[WHAT YOU WILL DO] Copy all lines in the material holding the string "below".

[DATA EXTRACTS]

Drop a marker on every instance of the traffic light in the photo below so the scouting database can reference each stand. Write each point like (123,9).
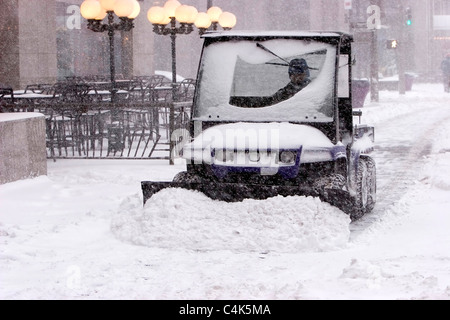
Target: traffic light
(391,44)
(408,17)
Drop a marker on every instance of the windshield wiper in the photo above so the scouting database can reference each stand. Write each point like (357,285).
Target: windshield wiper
(259,45)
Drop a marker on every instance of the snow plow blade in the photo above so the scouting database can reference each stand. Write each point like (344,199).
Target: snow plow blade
(236,192)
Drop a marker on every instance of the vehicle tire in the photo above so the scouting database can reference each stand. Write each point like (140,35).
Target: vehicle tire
(365,188)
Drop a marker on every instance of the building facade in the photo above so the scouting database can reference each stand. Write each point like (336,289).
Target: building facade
(47,40)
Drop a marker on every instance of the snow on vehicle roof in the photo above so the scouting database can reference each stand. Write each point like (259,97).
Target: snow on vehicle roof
(290,33)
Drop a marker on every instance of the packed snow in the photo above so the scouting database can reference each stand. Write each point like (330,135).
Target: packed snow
(81,232)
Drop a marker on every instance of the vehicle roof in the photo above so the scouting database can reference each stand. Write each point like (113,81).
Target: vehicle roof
(288,33)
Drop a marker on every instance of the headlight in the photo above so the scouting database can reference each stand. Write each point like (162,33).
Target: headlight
(254,156)
(287,157)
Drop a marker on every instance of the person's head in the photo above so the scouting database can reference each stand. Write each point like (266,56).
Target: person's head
(298,70)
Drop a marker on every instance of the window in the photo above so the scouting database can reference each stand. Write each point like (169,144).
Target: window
(237,79)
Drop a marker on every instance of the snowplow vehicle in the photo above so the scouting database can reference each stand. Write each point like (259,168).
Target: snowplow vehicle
(272,115)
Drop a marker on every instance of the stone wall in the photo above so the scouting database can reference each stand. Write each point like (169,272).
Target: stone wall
(22,146)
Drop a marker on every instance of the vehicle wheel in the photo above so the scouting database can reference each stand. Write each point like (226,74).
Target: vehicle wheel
(365,188)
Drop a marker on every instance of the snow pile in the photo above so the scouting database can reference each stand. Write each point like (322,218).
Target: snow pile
(280,224)
(437,170)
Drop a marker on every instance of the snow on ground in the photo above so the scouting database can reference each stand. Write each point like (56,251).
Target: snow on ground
(82,233)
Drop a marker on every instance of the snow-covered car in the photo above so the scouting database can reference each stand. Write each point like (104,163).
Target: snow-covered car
(253,138)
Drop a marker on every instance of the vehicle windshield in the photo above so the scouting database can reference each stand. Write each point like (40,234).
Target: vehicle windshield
(251,81)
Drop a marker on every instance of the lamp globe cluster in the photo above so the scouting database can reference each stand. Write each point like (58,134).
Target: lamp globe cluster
(98,9)
(173,9)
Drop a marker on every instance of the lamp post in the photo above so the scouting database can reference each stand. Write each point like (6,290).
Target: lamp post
(96,10)
(164,20)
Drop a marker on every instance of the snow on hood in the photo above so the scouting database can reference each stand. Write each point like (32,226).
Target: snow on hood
(261,136)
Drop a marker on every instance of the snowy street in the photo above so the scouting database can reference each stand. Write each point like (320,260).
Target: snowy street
(82,233)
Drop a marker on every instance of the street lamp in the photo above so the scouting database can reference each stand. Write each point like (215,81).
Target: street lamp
(164,20)
(187,16)
(96,10)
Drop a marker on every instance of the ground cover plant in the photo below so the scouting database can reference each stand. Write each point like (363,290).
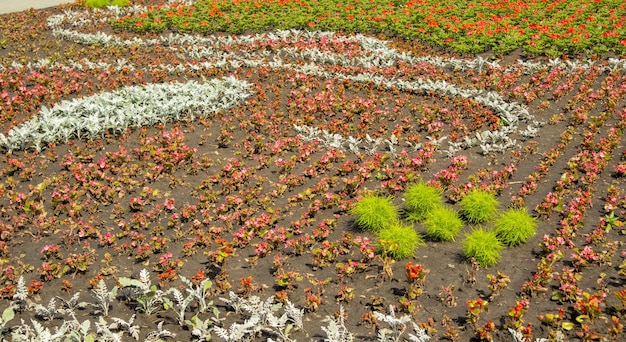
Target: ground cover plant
(177,170)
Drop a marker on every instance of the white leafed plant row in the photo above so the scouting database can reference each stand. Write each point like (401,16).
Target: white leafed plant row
(129,107)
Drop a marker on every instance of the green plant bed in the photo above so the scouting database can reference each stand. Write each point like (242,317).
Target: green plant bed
(420,199)
(515,226)
(479,206)
(484,246)
(404,239)
(373,213)
(105,3)
(443,224)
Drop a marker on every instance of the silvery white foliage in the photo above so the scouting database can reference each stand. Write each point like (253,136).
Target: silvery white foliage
(69,306)
(397,327)
(148,296)
(201,330)
(237,331)
(46,312)
(180,303)
(132,107)
(20,296)
(103,296)
(105,333)
(38,333)
(420,334)
(336,330)
(518,337)
(262,318)
(234,301)
(122,325)
(331,140)
(79,331)
(200,292)
(159,334)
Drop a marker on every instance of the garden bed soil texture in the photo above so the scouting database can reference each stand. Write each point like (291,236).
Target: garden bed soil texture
(257,197)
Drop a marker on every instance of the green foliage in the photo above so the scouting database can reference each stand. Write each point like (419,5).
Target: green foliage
(515,226)
(484,246)
(537,28)
(478,206)
(402,239)
(421,199)
(105,3)
(374,213)
(443,223)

[EXERCISE RESPONSE]
Drop a marker on every instance of the traffic light in the photo below so the scouting database can reference each stand. Write each point like (123,9).
Drop a marker on every instance of the ground cover plant in the photo below so the scouting database can reference each stand. Write each point like (363,290).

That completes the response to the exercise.